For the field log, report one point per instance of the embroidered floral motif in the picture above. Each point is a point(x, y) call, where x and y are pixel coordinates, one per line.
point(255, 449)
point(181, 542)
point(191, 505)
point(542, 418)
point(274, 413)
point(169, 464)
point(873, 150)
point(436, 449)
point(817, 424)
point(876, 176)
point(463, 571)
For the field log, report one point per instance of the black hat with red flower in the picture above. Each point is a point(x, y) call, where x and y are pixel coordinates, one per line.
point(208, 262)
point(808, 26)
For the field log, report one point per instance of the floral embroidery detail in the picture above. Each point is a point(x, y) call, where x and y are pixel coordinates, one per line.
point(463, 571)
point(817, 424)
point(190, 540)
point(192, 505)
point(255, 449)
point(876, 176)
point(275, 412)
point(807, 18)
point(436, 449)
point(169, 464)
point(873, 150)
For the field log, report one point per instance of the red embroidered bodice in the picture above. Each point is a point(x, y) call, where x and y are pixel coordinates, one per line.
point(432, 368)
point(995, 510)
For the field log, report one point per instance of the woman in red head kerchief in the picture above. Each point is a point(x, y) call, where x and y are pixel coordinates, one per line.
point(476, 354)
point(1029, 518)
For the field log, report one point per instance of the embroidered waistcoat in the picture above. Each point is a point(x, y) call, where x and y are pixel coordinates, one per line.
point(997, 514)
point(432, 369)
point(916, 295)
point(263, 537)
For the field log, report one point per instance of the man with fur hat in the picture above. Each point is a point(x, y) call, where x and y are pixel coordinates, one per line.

__REQUIREMENT__
Print each line, exactly as written, from the one that contains "of the woman" to the end of the data above, with both end lines included and nothing else.

__REPLY__
For the field log, report one point per instance of the woman in red head kerchief in the picture above. Each point is a point(x, y) call, where x and y are pixel coordinates, one per line.
point(476, 354)
point(1029, 518)
For the field log, report one point per instance of the embroidered waistcoat in the picture above. Each point is a point(x, y) call, where x and y are pixel coordinates, one per line.
point(997, 514)
point(432, 369)
point(916, 295)
point(263, 537)
For the field log, report one point per instance of the man with fur hat in the picture above. Each point is a point(x, y) call, where x and y are pixel coordinates, one per line.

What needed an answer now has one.